> Task prompt:
Please copy every line of the data below, from the line holding "Task: set a point on the twig" through the end of the data, inclusive, scaling each coordinate in the answers by 0.45 and rounding to the nearest whole number, with halves rounded up. Leave all other numbers unchanged.

> Given records:
(begin)

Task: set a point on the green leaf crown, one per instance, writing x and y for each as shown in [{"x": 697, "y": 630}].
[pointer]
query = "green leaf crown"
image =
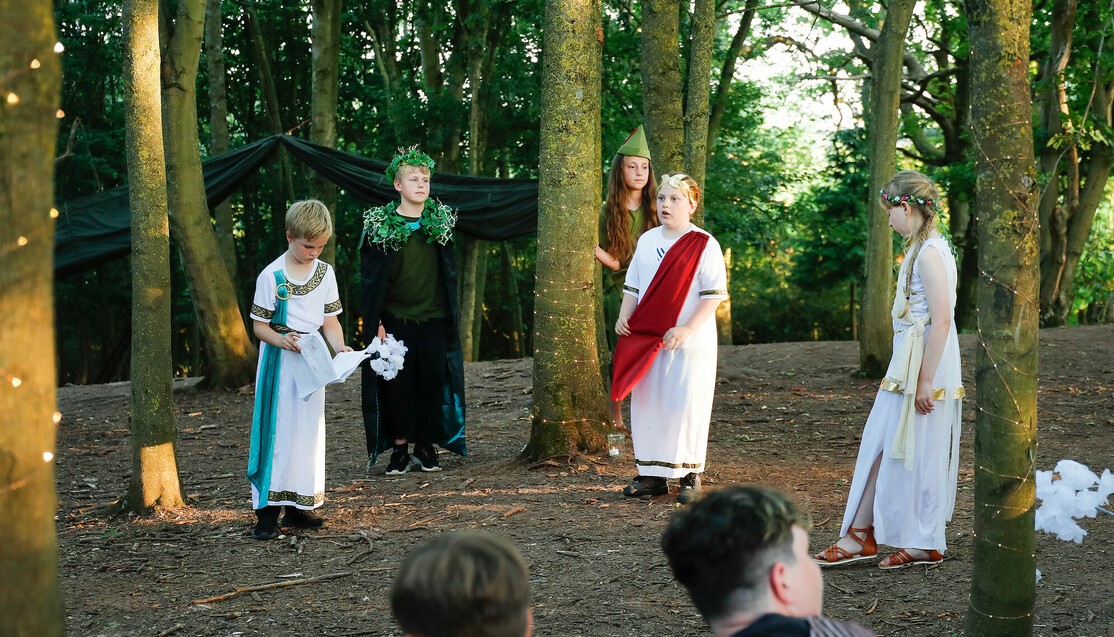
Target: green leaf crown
[{"x": 408, "y": 157}]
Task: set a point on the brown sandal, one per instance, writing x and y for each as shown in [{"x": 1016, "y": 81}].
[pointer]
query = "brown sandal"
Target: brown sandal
[
  {"x": 902, "y": 559},
  {"x": 837, "y": 556}
]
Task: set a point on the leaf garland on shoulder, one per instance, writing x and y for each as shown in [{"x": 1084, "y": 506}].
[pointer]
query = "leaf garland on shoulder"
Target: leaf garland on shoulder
[{"x": 384, "y": 226}]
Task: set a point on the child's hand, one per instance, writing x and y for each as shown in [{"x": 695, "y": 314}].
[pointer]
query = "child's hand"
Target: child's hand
[
  {"x": 604, "y": 257},
  {"x": 290, "y": 342},
  {"x": 676, "y": 335},
  {"x": 924, "y": 400},
  {"x": 621, "y": 326}
]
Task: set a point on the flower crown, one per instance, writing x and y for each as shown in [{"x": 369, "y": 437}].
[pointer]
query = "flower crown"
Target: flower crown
[
  {"x": 898, "y": 198},
  {"x": 677, "y": 182},
  {"x": 408, "y": 157}
]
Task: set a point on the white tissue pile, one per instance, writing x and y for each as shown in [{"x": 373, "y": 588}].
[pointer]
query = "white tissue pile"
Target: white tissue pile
[
  {"x": 1077, "y": 493},
  {"x": 391, "y": 353}
]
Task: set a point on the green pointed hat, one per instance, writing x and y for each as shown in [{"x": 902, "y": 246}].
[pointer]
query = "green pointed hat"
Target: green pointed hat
[{"x": 635, "y": 145}]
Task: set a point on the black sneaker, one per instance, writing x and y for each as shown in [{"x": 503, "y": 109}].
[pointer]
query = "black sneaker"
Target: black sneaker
[
  {"x": 400, "y": 461},
  {"x": 302, "y": 519},
  {"x": 644, "y": 486},
  {"x": 690, "y": 489},
  {"x": 424, "y": 456},
  {"x": 266, "y": 525}
]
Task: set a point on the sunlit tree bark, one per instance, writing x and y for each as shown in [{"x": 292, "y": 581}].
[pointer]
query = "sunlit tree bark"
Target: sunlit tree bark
[
  {"x": 876, "y": 332},
  {"x": 231, "y": 354},
  {"x": 662, "y": 85},
  {"x": 569, "y": 410},
  {"x": 218, "y": 125},
  {"x": 154, "y": 467},
  {"x": 1004, "y": 565},
  {"x": 30, "y": 84}
]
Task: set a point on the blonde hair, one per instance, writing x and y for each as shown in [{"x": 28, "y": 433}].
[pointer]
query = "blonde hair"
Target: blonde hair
[
  {"x": 924, "y": 198},
  {"x": 683, "y": 183},
  {"x": 309, "y": 219},
  {"x": 617, "y": 222}
]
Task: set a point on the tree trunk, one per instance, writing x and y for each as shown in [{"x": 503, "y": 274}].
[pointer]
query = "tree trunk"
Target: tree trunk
[
  {"x": 1004, "y": 565},
  {"x": 569, "y": 409},
  {"x": 231, "y": 354},
  {"x": 661, "y": 81},
  {"x": 218, "y": 126},
  {"x": 514, "y": 300},
  {"x": 271, "y": 99},
  {"x": 1068, "y": 203},
  {"x": 471, "y": 296},
  {"x": 723, "y": 327},
  {"x": 30, "y": 600},
  {"x": 325, "y": 35},
  {"x": 697, "y": 95},
  {"x": 876, "y": 334},
  {"x": 154, "y": 467},
  {"x": 965, "y": 237}
]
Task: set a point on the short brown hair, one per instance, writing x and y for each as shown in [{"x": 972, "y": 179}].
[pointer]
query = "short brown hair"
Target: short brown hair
[
  {"x": 723, "y": 547},
  {"x": 309, "y": 219},
  {"x": 463, "y": 584}
]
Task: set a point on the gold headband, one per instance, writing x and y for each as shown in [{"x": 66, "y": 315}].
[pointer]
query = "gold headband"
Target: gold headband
[{"x": 677, "y": 182}]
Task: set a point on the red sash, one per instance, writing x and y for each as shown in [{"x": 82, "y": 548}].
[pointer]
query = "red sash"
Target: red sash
[{"x": 657, "y": 312}]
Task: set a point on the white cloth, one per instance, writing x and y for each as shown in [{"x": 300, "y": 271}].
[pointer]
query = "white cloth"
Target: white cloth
[
  {"x": 671, "y": 407},
  {"x": 912, "y": 505},
  {"x": 297, "y": 464}
]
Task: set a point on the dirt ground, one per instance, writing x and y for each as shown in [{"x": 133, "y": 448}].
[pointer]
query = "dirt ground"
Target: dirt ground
[{"x": 787, "y": 414}]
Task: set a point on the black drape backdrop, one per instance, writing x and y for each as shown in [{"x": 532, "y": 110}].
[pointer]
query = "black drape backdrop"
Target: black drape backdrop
[{"x": 97, "y": 228}]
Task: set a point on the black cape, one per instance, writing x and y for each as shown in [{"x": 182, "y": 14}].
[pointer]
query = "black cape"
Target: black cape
[{"x": 374, "y": 271}]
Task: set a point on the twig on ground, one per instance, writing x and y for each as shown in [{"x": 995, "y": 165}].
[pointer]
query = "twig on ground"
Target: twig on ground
[{"x": 244, "y": 589}]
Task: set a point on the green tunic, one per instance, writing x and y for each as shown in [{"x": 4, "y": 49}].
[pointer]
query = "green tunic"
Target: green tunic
[
  {"x": 613, "y": 280},
  {"x": 414, "y": 290}
]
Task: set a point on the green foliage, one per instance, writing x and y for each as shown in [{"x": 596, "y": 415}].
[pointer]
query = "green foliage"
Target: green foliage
[{"x": 1094, "y": 277}]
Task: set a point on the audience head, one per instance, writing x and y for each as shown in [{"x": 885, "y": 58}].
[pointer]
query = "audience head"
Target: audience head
[
  {"x": 742, "y": 552},
  {"x": 465, "y": 584}
]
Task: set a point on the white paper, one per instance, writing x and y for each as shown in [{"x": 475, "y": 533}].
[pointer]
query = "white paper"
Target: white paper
[{"x": 315, "y": 368}]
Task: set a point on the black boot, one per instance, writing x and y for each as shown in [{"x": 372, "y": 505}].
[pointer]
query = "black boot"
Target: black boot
[
  {"x": 266, "y": 526},
  {"x": 302, "y": 519}
]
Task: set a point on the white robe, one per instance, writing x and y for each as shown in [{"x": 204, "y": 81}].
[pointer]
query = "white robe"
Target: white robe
[
  {"x": 912, "y": 506},
  {"x": 671, "y": 407},
  {"x": 297, "y": 463}
]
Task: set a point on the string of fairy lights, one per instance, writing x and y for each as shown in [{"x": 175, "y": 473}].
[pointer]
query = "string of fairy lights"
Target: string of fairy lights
[
  {"x": 1008, "y": 424},
  {"x": 9, "y": 378},
  {"x": 556, "y": 293}
]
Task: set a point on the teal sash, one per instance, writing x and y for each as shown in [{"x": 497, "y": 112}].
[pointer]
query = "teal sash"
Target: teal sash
[{"x": 261, "y": 449}]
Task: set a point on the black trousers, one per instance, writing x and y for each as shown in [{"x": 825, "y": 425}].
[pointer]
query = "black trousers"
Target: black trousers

(end)

> Task response:
Task: set a point on the twig on ground, one per instance, writing x and y for each as shown in [{"x": 995, "y": 165}].
[pointer]
query = "twig on ground"
Target: twig on ground
[{"x": 110, "y": 265}]
Task: set a point on the green tunic, one per instance, writing x and y for each as shown in [{"x": 4, "y": 49}].
[pointer]
query = "green tunic"
Target: green tunic
[
  {"x": 276, "y": 126},
  {"x": 186, "y": 131}
]
Task: set a point on the green foliage, one per instance, writing x and y for each as shown in [{"x": 596, "y": 415}].
[pointer]
query = "green foliage"
Target: green foliage
[{"x": 492, "y": 125}]
Task: set a point on the audience head, one per instance, writing x and y for each as shown in [{"x": 885, "y": 58}].
[pointer]
query = "audience head"
Target: audience head
[
  {"x": 334, "y": 248},
  {"x": 209, "y": 263}
]
Task: set a point on the white paper, one per instance, writing x and y for each as shown in [{"x": 475, "y": 533}].
[pointer]
query = "white paper"
Target: white paper
[{"x": 142, "y": 166}]
Task: set a point on the black boot, one per instance, writing x and y for each as shown in [{"x": 372, "y": 505}].
[pointer]
query = "black boot"
Target: black boot
[
  {"x": 120, "y": 237},
  {"x": 136, "y": 234}
]
Task: set a point on the white robe, one per instance, writing x and y for each as shown in [{"x": 204, "y": 81}].
[pointer]
query = "white robe"
Target: white robe
[
  {"x": 410, "y": 228},
  {"x": 302, "y": 183},
  {"x": 134, "y": 208}
]
Task: set a point on the string of fairy lights, one per instance, writing x and y for each as shown in [{"x": 175, "y": 473}].
[pointer]
query = "string of fairy lights"
Target: string of fairy lights
[
  {"x": 454, "y": 191},
  {"x": 4, "y": 170},
  {"x": 250, "y": 132}
]
Task: set a point on the teal sash, one per instance, writing x and y for each as shown in [{"x": 497, "y": 112}].
[pointer]
query = "teal sash"
Target: teal sash
[{"x": 117, "y": 202}]
Task: set a point on the black trousers, one per instance, writing x and y for each as shown in [{"x": 825, "y": 425}].
[pointer]
query = "black trousers"
Target: black trousers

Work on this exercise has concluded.